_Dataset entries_

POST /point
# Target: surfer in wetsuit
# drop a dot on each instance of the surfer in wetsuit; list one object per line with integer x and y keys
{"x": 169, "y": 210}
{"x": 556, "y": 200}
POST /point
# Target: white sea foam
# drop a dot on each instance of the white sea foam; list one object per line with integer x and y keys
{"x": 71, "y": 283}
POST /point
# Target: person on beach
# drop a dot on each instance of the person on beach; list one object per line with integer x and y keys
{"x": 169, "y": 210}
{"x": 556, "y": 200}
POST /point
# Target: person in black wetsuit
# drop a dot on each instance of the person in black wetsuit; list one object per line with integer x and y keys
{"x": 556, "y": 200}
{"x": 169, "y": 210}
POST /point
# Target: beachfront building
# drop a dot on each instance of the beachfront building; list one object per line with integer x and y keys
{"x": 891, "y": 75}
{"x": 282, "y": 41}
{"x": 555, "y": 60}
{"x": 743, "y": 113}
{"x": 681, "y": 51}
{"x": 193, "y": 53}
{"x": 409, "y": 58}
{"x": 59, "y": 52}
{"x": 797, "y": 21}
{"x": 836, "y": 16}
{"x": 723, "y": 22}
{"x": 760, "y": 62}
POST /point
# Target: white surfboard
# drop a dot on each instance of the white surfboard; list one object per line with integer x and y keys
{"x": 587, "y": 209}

_Work instruction_
Every line above that holds the string "Target" counts once; give the total and nothing more.

_Your response_
6